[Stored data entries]

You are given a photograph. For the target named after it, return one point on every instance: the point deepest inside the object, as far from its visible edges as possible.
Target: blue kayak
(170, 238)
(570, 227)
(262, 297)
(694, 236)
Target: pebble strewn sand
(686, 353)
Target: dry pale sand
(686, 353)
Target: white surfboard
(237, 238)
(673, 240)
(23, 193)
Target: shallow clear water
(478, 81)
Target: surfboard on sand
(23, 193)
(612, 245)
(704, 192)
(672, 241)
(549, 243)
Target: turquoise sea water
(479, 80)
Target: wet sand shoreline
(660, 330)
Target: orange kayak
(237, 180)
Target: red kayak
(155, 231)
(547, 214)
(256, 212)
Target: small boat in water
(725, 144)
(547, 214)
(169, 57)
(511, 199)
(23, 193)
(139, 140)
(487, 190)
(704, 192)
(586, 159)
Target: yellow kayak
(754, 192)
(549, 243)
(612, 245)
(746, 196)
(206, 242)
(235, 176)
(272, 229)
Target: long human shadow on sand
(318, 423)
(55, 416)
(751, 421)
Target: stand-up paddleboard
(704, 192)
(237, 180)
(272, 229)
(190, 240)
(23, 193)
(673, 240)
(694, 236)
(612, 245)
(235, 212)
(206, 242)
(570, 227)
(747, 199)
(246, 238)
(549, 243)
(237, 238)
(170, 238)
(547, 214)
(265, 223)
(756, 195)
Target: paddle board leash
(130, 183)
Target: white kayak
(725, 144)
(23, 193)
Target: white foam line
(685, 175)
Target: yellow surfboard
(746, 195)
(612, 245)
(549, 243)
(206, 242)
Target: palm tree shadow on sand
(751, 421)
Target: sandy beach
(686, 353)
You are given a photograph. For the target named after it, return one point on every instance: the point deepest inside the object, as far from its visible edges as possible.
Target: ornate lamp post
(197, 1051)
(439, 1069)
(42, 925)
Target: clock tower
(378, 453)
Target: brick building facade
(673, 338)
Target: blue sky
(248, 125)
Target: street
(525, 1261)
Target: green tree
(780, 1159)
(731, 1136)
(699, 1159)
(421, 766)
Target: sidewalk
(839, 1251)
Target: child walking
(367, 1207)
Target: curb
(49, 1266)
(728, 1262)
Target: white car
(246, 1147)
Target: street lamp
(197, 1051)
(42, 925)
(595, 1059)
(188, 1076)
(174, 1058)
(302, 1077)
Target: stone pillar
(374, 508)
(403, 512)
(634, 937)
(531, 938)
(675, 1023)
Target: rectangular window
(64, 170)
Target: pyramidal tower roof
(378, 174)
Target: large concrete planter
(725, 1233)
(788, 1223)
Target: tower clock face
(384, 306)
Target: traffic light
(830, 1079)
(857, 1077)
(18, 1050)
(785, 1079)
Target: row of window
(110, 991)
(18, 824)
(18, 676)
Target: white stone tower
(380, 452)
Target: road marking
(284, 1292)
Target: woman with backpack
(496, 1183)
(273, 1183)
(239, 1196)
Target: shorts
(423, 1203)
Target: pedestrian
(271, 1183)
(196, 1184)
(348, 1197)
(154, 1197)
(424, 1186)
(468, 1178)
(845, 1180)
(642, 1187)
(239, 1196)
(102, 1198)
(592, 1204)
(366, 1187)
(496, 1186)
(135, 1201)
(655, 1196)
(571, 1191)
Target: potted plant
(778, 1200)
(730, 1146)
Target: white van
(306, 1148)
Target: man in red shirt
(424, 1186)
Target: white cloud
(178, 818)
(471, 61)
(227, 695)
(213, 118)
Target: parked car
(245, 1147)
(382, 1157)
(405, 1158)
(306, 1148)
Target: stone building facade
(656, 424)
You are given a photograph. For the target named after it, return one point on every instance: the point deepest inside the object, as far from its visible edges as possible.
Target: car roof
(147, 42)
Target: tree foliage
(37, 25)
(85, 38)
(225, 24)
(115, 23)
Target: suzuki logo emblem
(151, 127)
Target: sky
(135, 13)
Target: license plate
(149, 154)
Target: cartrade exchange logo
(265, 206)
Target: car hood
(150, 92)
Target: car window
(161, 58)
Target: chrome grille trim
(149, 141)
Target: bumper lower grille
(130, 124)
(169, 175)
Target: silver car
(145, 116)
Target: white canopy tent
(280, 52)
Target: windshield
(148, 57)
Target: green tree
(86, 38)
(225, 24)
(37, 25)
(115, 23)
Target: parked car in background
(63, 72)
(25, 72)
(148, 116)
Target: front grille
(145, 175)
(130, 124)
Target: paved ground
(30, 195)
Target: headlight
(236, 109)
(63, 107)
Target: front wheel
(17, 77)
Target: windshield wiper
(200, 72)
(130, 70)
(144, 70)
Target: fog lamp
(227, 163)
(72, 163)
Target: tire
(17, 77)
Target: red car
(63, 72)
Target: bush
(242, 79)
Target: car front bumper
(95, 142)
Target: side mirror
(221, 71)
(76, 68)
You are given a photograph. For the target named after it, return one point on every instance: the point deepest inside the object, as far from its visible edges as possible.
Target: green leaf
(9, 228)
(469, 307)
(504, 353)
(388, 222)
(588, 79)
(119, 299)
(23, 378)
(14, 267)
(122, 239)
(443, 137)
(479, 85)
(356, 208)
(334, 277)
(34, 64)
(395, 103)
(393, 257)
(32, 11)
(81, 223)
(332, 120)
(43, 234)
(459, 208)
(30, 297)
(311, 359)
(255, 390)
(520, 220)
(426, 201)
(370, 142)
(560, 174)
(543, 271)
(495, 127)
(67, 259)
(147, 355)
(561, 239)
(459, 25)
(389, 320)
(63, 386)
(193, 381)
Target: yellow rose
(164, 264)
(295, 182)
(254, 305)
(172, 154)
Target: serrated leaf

> **YOUR TASK**
The lines from the one holding "Target: suzuki logo emblem" to the final line of the entries, both included, are what should be output, exactly and alone.

> **RESPONSE**
Target: suzuki logo emblem
(151, 127)
Target: sky
(135, 13)
Target: license plate
(149, 154)
Target: cartrade exchange logo
(265, 206)
Target: car hood
(150, 92)
Target: car window
(161, 58)
Target: chrome grille trim
(149, 141)
Target: bumper lower grille
(130, 124)
(169, 175)
Target: silver car
(145, 116)
Target: white canopy tent
(280, 52)
Target: windshield
(148, 57)
Target: green tree
(86, 38)
(225, 24)
(37, 25)
(115, 23)
Target: parked car in background
(63, 72)
(25, 72)
(148, 116)
Target: front grille
(145, 175)
(130, 124)
Target: paved ground
(30, 195)
Target: headlight
(236, 109)
(63, 107)
Target: front wheel
(17, 77)
Target: windshield wiper
(200, 72)
(130, 70)
(144, 70)
Target: fog lamp
(227, 163)
(72, 163)
Target: tire
(17, 77)
Target: red car
(63, 72)
Target: bush
(242, 79)
Target: car front bumper
(95, 142)
Target: side mirror
(221, 71)
(76, 68)
You are given a photograph. For the target named after it, return one point on every instance: the point deepest inside the object, as far from its visible edges as possible.
Target: green leaf
(9, 228)
(469, 307)
(504, 353)
(388, 222)
(588, 79)
(119, 299)
(23, 378)
(14, 267)
(122, 239)
(443, 137)
(479, 85)
(356, 208)
(334, 277)
(34, 64)
(395, 103)
(393, 257)
(32, 11)
(81, 223)
(332, 120)
(43, 234)
(459, 208)
(30, 297)
(311, 359)
(255, 390)
(520, 220)
(426, 201)
(370, 142)
(560, 174)
(543, 271)
(495, 127)
(67, 259)
(147, 355)
(561, 239)
(459, 25)
(389, 320)
(63, 386)
(193, 381)
Target: yellow rose
(164, 264)
(295, 182)
(254, 305)
(172, 154)
Target: serrated leaf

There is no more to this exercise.